__TASK BRIEF__: Please switch "outline" to "contour" wherever it appears in the records below, and write all the lines out again with nothing else changed. Leave the pictures out of your answer.

### DATASET

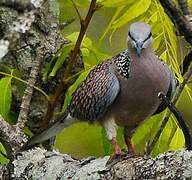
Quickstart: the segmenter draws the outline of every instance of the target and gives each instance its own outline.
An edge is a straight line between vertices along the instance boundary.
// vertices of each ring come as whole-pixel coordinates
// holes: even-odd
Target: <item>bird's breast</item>
[[[153,59],[136,59],[130,64],[130,77],[119,73],[120,93],[109,109],[120,126],[136,126],[150,117],[160,105],[158,93],[167,93],[170,74],[166,64]]]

######

__PROBLEM SOLUTION__:
Quickstart: the segmenter draws the contour of every instance of the target and gives each instance its own contour.
An edge is a straight line between vertices along the instance boundary.
// vertices of each ring come as whole-pixel coordinates
// holes: even-odd
Target: <item>bird's breast</item>
[[[153,59],[136,59],[130,64],[130,77],[119,73],[120,93],[109,109],[120,126],[136,126],[150,117],[160,105],[158,93],[167,93],[170,74],[166,64]]]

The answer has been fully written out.